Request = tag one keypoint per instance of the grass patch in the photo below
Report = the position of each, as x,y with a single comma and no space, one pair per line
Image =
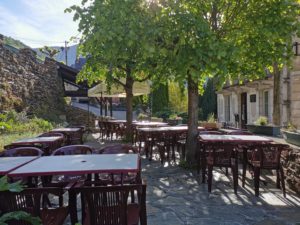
6,139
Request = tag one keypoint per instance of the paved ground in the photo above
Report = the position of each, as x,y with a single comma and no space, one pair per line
120,115
176,197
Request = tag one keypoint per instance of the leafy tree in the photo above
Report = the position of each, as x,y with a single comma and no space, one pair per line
48,51
224,39
208,101
118,39
160,98
178,97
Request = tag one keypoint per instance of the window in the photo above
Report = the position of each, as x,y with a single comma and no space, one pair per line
227,108
266,103
253,98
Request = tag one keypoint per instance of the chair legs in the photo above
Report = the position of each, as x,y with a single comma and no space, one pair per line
282,178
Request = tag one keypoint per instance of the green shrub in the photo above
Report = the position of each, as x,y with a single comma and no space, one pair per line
211,118
142,116
262,121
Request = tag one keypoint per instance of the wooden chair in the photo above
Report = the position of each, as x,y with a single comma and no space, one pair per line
22,151
65,180
109,205
57,144
29,200
240,132
74,150
222,155
78,136
266,157
128,178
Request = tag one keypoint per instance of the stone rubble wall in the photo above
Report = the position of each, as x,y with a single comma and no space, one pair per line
76,116
291,164
29,85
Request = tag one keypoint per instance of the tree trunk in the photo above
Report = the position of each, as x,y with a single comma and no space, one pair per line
129,106
191,145
276,95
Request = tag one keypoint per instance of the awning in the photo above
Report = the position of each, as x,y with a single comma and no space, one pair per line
139,88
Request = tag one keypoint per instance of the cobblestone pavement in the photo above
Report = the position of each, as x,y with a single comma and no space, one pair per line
175,196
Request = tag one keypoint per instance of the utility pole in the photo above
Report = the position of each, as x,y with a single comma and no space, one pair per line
66,52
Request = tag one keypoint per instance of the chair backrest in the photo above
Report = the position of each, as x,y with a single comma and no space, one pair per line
118,149
210,132
73,150
52,134
240,132
107,205
22,151
29,200
220,153
267,155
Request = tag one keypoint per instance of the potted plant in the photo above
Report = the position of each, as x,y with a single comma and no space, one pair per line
174,119
211,122
291,134
261,126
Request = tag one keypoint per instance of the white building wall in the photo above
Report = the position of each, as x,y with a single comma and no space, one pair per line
221,108
252,107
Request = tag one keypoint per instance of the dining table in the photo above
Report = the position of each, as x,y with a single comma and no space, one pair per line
49,144
239,140
79,165
8,164
73,134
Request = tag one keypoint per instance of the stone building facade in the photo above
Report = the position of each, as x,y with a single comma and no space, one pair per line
26,84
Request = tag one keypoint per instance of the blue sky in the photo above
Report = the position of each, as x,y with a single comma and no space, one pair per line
38,22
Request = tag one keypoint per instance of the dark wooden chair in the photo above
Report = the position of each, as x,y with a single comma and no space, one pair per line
78,136
128,178
22,151
29,200
266,157
64,180
74,150
240,132
223,155
109,205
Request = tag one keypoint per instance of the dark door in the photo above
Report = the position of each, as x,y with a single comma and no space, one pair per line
243,110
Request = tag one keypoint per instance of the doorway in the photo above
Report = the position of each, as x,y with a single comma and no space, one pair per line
243,109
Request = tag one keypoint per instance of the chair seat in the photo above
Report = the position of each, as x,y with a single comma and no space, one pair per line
55,216
133,214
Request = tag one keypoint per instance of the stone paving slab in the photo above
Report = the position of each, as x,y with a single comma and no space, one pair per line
175,196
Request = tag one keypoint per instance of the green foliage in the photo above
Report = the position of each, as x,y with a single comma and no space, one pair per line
208,100
48,51
13,122
142,116
178,100
165,113
262,121
291,127
211,118
12,187
15,43
18,215
160,98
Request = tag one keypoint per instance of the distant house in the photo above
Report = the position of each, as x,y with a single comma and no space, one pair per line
245,103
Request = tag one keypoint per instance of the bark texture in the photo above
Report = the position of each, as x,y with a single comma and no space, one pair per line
191,147
276,95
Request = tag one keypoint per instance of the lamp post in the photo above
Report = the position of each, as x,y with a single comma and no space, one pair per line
296,48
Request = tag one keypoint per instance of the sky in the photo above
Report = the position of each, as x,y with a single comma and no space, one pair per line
38,22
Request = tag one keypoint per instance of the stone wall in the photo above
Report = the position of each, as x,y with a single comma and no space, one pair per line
29,85
76,116
292,169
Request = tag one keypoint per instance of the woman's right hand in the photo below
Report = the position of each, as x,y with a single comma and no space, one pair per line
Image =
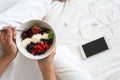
^^^^^^^^^^^^^^^^
_Requirements:_
Please pick out each line in the data above that contains the word "chair", and copy those lines in full.

_Full answer:_
Request = tag one keypoint per instance of the chair legs in the photo above
Request = tag one keypoint per instance of the wooden chair in the photo above
Request = tag one keypoint per instance of the chair backrest in the photo above
Request = tag one keypoint per instance of the dark wooden chair in the photo above
Request = tag one keypoint per instance of the chair seat in the photo above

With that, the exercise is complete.